_Problem requirements_. Pull out the lines of the listing below without changing a word, starting with the line containing "In this exercise you will find the person" and continuing through the final line of the listing.

_The records_.
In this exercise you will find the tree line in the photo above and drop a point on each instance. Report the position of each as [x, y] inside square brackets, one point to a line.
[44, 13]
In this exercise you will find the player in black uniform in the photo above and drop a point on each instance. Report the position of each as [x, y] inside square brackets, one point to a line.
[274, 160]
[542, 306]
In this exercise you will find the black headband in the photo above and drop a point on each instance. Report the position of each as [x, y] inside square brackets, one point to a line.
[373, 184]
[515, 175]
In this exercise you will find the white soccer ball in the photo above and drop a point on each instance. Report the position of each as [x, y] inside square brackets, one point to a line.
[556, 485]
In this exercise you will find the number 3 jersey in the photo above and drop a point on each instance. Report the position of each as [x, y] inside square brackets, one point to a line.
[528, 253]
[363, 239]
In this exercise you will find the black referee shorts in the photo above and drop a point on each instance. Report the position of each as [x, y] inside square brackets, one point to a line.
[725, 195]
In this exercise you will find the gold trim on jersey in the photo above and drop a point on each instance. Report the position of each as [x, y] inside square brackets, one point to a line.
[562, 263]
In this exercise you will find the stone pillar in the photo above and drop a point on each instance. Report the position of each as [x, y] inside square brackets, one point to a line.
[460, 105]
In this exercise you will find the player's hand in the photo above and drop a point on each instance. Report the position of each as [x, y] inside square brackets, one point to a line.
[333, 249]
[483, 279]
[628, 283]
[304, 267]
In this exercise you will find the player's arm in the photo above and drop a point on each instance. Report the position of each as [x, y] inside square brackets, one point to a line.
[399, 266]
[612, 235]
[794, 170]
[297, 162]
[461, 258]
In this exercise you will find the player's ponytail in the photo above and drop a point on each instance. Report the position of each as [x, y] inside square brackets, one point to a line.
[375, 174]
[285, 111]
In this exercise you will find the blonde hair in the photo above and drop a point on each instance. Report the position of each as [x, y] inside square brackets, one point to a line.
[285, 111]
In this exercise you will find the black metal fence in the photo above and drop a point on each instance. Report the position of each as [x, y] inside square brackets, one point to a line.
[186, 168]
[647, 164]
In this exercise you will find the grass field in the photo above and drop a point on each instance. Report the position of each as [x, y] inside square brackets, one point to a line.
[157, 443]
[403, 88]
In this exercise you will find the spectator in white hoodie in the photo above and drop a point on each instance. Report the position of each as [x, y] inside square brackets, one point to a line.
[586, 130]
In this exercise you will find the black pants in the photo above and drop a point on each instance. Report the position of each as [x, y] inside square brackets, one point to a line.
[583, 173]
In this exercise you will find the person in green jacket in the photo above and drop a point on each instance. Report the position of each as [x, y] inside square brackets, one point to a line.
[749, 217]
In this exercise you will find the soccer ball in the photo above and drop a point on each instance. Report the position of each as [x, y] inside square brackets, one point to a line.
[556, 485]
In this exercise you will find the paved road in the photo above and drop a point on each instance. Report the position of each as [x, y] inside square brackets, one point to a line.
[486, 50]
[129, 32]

_Answer to this problem_.
In this exercise you will find the person in green jacket in the photo above and drop a point on each instance. Report the position of each as [x, y] inside square brackets, one point to a line.
[749, 217]
In this exercise you will find the soccer ball in the photo above and drop a point on each instance. Report the position of each as [x, y] inside square brackets, one point to a line.
[556, 485]
In this exercise you will find the paved road in the photo above and drop a point on each instance. Report the position of each as [x, y] inside square brackets, one point to a line.
[486, 50]
[129, 32]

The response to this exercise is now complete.